▶ Saved data entries:

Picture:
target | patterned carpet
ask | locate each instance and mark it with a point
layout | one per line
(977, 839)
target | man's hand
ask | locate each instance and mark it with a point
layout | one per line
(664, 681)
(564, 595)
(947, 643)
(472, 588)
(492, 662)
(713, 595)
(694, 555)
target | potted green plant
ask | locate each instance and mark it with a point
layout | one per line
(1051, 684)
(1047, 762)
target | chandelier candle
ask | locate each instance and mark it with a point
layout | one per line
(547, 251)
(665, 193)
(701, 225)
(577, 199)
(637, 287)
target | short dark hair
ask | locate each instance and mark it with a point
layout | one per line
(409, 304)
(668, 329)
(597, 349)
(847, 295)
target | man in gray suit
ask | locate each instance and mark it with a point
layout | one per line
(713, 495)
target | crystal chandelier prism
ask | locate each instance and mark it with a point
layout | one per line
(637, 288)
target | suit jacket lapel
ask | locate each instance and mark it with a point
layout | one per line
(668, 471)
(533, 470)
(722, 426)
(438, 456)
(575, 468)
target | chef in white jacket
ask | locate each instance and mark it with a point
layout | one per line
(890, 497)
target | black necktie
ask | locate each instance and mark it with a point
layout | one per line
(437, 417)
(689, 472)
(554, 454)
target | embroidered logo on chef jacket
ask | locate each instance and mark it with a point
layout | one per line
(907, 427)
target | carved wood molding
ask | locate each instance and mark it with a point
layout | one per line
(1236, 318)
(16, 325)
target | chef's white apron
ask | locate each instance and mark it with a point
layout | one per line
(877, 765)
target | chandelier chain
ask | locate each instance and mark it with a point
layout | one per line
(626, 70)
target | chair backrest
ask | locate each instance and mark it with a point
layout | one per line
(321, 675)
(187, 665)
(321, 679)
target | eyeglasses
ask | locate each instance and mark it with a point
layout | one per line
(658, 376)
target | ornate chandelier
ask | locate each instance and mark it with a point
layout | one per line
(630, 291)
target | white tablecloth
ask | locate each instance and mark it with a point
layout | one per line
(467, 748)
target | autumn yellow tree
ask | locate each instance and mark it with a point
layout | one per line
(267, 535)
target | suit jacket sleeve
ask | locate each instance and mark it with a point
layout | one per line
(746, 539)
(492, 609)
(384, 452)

▶ EXERCISE AIM:
Copy the entries above exactly, leaving none out.

▶ WORKED SOLUTION:
Picture:
target | patterned carpet
ask | locate each instance and mark it with a point
layout | one per line
(977, 839)
target | man's hand
ask | locate each instance and mark it with a point
layout | one per line
(664, 681)
(564, 595)
(947, 643)
(472, 588)
(492, 662)
(713, 595)
(694, 555)
target | potted green plant
ask | locate each instance and mark it with a point
layout | one per line
(1051, 684)
(1047, 762)
target | chandelier candle
ask | locate each instance and mark it with a point
layout | one per line
(547, 251)
(665, 193)
(701, 225)
(577, 199)
(637, 287)
target | short dark hair
ask | locate each instance and mark it with a point
layout | one per line
(409, 304)
(668, 329)
(597, 349)
(847, 295)
target | man in gray suit
ask | locate each instance and mark it with a point
layout | one per line
(713, 495)
target | crystal chandelier prism
ask | locate each instance and mark it with a point
layout | one per line
(637, 288)
target | suit jacket lapel
ask | locate each instance and mark it with a point
layout | one per line
(668, 471)
(533, 470)
(722, 426)
(438, 456)
(575, 468)
target | chef in white jacket
ask | locate each instance and mark it with a point
layout | one per line
(890, 497)
target | black necktie
ask | locate each instance and mark it with a point
layout | one per line
(437, 417)
(689, 472)
(554, 454)
target | embroidered logo on chef jacket
ask | locate each instance and mark it with a point
layout | one per line
(907, 427)
target | carved wood molding
ask | locate each instance and mark it with a point
layout | one per line
(1236, 318)
(16, 325)
target | chef's white apron
ask | locate each instance and mark it with a point
layout | one per line
(877, 765)
target | chandelier chain
ask | locate each instance and mark it with a point
layout | one per line
(626, 70)
target | chair backrest
ask | locate each instance and mark it with a point
layout | one per line
(321, 675)
(187, 665)
(321, 679)
target | eyeglasses
ask | locate each instance and mark it with a point
layout | one per line
(658, 376)
target | ornate chandelier
ask | locate each instance and mark it with a point
layout | one per line
(630, 291)
target | white tablecloth
ask | locate each instance and mark it with a point
layout | one per line
(467, 748)
target | autumn yellow tree
ask | locate each instance and mark it with a point
layout | one per line
(267, 535)
target | suit jacket sleeve
ask | locate each instance and mark it with a point
layout | one per line
(746, 539)
(492, 609)
(384, 452)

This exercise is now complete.